Required actions
1. Answer these questions about the forum comments:
(a) On what device does the commenter who mentions Cinelerra plan to capture and play back DV files?
(b) According to the comments, what does Quicktime4Linux have a front-end for?
(c) What does the last comment say Apple offers with Mac minis?
2. Convert the entries, from the first line of the entries up to and including the line with "58,9 -> 438,540", into a JSON list of strings with one string per line and no blank lines. Include only those lines.

I'm dowloading the source code... I'm really curious.
I cannot find any mention of support for the DV format on the web site. There is mention that Quicktime4Linux has a front-end for libdv. But there is no indication whether that works at the editing level, or at the capture/playback level. I will be storing A/V files in DV format, captured and played back on an ADVC-110 or the like. I would like to know if Cinelerra would be an editor option for this project without having to make any file format conversions along the way.
now we need to go OSS in diesel cars
I was tempted to mod funny, but with a name like "rampant mac," I'm surprised you didn't point out the obvious, why use a linux environment if you can run Mac OSX? Unless its for geeks putting together a tech cast ala Dr Dobb's http://technetcast.ddj.com/, its seems likely ease-of-use would trump OSS software for would-be budget filmmakers.
Apple is pursuing the budget A/V geek market, and offering free-as-in-beer software (and Firewire for videocameras) with Mac minis. I don't do video editing myself, but are they aiming to eventually port to OSX or am I missing something?

(Bounding box annotation entries)
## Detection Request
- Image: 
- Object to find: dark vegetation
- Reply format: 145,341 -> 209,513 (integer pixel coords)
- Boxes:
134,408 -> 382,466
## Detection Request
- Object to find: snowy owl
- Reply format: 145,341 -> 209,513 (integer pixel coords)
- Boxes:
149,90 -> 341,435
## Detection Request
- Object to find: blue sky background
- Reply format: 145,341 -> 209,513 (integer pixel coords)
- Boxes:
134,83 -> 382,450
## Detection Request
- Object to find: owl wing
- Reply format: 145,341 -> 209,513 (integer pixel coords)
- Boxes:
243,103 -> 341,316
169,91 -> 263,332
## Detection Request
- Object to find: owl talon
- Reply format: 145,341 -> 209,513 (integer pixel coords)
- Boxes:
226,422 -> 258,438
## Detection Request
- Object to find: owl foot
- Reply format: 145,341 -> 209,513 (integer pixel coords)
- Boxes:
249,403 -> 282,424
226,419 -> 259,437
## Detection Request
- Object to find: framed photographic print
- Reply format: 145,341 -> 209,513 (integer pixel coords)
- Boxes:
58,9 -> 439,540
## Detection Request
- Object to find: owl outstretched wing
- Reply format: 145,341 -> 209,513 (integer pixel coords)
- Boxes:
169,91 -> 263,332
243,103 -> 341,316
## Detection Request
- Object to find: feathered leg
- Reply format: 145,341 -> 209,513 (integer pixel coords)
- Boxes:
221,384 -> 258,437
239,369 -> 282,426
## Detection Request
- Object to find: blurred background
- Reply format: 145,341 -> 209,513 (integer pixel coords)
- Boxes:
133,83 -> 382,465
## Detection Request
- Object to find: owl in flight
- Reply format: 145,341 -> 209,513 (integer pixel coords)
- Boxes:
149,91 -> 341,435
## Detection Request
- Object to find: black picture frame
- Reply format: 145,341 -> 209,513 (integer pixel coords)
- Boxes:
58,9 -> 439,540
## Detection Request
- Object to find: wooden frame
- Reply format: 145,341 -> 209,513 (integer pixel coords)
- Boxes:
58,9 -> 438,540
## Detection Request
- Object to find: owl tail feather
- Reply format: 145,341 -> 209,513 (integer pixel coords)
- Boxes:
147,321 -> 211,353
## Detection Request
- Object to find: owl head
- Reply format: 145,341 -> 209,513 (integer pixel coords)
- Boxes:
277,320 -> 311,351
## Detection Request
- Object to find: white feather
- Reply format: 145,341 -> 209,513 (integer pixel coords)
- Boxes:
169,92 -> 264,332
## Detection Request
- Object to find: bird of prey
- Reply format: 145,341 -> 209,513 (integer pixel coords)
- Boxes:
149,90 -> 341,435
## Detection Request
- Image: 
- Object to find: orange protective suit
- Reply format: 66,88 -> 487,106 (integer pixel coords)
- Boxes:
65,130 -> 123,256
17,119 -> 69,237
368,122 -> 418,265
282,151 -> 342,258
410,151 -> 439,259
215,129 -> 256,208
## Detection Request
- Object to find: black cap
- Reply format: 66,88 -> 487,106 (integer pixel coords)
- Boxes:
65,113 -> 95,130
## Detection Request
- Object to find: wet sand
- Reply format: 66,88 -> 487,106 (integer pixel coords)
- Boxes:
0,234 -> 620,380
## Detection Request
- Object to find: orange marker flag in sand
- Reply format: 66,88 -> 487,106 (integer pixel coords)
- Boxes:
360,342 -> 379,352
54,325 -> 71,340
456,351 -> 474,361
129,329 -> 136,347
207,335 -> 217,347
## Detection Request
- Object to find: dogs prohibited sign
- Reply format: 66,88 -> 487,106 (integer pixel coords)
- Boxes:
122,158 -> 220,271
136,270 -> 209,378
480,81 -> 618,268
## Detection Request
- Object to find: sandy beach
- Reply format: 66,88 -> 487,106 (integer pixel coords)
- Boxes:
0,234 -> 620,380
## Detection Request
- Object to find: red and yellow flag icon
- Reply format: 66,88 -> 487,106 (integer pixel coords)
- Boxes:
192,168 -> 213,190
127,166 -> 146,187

Answers to the problems
1.
(a) An ADVC-110 or the like.
(b) libdv.
(c) Free-as-in-beer software, and Firewire for videocameras.

2.
[
  "## Detection Request",
  "- Image: ",
  "- Object to find: dark vegetation",
  "- Reply format: 145,341 -> 209,513 (integer pixel coords)",
  "- Boxes:",
  "134,408 -> 382,466",
  "## Detection Request",
  "- Object to find: snowy owl",
  "- Reply format: 145,341 -> 209,513 (integer pixel coords)",
  "- Boxes:",
  "149,90 -> 341,435",
  "## Detection Request",
  "- Object to find: blue sky background",
  "- Reply format: 145,341 -> 209,513 (integer pixel coords)",
  "- Boxes:",
  "134,83 -> 382,450",
  "## Detection Request",
  "- Object to find: owl wing",
  "- Reply format: 145,341 -> 209,513 (integer pixel coords)",
  "- Boxes:",
  "243,103 -> 341,316",
  "169,91 -> 263,332",
  "## Detection Request",
  "- Object to find: owl talon",
  "- Reply format: 145,341 -> 209,513 (integer pixel coords)",
  "- Boxes:",
  "226,422 -> 258,438",
  "## Detection Request",
  "- Object to find: owl foot",
  "- Reply format: 145,341 -> 209,513 (integer pixel coords)",
  "- Boxes:",
  "249,403 -> 282,424",
  "226,419 -> 259,437",
  "## Detection Request",
  "- Object to find: framed photographic print",
  "- Reply format: 145,341 -> 209,513 (integer pixel coords)",
  "- Boxes:",
  "58,9 -> 439,540",
  "## Detection Request",
  "- Object to find: owl outstretched wing",
  "- Reply format: 145,341 -> 209,513 (integer pixel coords)",
  "- Boxes:",
  "169,91 -> 263,332",
  "243,103 -> 341,316",
  "## Detection Request",
  "- Object to find: feathered leg",
  "- Reply format: 145,341 -> 209,513 (integer pixel coords)",
  "- Boxes:",
  "221,384 -> 258,437",
  "239,369 -> 282,426",
  "## Detection Request",
  "- Object to find: blurred background",
  "- Reply format: 145,341 -> 209,513 (integer pixel coords)",
  "- Boxes:",
  "133,83 -> 382,465",
  "## Detection Request",
  "- Object to find: owl in flight",
  "- Reply format: 145,341 -> 209,513 (integer pixel coords)",
  "- Boxes:",
  "149,91 -> 341,435",
  "## Detection Request",
  "- Object to find: black picture frame",
  "- Reply format: 145,341 -> 209,513 (integer pixel coords)",
  "- Boxes:",
  "58,9 -> 439,540",
  "## Detection Request",
  "- Object to find: wooden frame",
  "- Reply format: 145,341 -> 209,513 (integer pixel coords)",
  "- Boxes:",
  "58,9 -> 438,540"
]